ТЕКСТ УПРАЖНЕНИЯ
Медицинский мир оплакивал потерю такого выдающегося хирурга. Авторы
Листер скорбел об этой утрате больше всех – за один год он потерял обоих отцов. Теперь, когда Сайма не стало, осталось лишь несколько старших хирургов, с которыми он мог бы проконсультироваться. Племянник Листера позже заметил, что при жизни Сайма считали «первым хирургом Шотландии». Теперь, после его смерти, нация надеялась возложить эту честь на Джозефа Листера.
До сих пор медицинское сообщество неохотно принимало идею о том, что микроскопические организмы вызывают болезни. Как проницательно заметил один из помощников Листера: «Новое и великое научное открытие всегда влечет за собой множество жертв – репутации тех, кто прославился старыми методиками. Им трудно простить человека, чья работа лишила их общественного почитания». И если уж старым хирургам трудно отвыкнуть от десятилетий ортодоксального мышления (так рассуждал Листер), то тем легче провести революцию в умах подрастающего поколения. Он уже обрел преданных поклонников в Глазго и теперь надеялся сделать то же самое в Эдинбурге.

ЗАДАНИЕ
Перепишите дословно фрагмент приведенного выше текста о Листере от слов «До сих пор медицинское» до слов «самое в Эдинбурге.».

ДАННЫЕ УПРАЖНЕНИЯ
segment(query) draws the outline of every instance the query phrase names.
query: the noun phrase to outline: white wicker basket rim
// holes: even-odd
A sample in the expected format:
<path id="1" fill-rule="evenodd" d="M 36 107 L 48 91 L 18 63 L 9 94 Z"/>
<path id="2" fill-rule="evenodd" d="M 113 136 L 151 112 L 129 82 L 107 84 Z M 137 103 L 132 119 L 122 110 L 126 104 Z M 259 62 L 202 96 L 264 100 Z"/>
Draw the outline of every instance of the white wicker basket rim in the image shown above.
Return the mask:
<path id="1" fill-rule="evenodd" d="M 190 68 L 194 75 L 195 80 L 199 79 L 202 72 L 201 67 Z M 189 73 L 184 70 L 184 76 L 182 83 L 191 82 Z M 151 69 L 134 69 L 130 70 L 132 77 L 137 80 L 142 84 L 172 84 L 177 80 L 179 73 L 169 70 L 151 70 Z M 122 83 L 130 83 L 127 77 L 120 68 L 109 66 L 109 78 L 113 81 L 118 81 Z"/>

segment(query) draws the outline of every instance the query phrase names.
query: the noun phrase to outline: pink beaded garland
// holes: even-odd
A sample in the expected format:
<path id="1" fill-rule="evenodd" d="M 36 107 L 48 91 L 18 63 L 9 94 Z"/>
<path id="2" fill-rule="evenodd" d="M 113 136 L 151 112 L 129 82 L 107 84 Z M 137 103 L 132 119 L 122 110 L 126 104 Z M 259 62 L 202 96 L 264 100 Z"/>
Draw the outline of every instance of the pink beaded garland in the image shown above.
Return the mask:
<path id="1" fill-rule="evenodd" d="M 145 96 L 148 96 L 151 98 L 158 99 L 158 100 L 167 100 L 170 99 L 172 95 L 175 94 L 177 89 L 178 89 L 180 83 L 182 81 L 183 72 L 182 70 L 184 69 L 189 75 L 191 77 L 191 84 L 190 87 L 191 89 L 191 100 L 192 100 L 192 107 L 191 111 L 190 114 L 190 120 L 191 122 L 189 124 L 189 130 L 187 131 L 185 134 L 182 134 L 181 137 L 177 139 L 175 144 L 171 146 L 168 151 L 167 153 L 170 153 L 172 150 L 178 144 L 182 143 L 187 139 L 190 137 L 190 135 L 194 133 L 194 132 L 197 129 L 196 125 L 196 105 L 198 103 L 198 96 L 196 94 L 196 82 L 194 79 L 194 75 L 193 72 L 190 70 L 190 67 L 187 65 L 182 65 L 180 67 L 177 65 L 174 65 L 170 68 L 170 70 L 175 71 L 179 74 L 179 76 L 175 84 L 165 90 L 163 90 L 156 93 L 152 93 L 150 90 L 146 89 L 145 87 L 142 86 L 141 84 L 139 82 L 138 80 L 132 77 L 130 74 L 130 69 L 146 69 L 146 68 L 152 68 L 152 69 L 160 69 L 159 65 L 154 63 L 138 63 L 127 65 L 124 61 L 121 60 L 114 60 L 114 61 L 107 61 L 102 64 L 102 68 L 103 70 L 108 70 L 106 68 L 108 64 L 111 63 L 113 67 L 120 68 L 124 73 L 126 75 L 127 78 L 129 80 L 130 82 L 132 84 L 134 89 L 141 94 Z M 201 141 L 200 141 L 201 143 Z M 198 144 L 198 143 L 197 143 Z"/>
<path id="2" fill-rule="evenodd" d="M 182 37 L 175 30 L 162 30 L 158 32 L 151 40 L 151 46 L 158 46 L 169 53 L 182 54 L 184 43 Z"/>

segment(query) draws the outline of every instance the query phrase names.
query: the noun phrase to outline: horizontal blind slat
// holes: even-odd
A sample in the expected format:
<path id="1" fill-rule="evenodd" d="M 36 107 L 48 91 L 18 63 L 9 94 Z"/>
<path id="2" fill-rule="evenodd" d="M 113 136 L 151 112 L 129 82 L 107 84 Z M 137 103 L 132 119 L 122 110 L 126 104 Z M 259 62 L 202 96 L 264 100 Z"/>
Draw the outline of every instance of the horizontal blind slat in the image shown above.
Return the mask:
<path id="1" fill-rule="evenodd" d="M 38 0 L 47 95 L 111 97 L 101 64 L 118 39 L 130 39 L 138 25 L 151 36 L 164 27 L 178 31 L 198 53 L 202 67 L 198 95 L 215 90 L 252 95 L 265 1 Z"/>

ПОЛЕ ОТВЕТА
До сих пор медицинское сообщество неохотно принимало идею о том, что микроскопические организмы вызывают болезни. Как проницательно заметил один из помощников Листера: «Новое и великое научное открытие всегда влечет за собой множество жертв – репутации тех, кто прославился старыми методиками. Им трудно простить человека, чья работа лишила их общественного почитания». И если уж старым хирургам трудно отвыкнуть от десятилетий ортодоксального мышления (так рассуждал Листер), то тем легче провести революцию в умах подрастающего поколения. Он уже обрел преданных поклонников в Глазго и теперь надеялся сделать то же самое в Эдинбурге.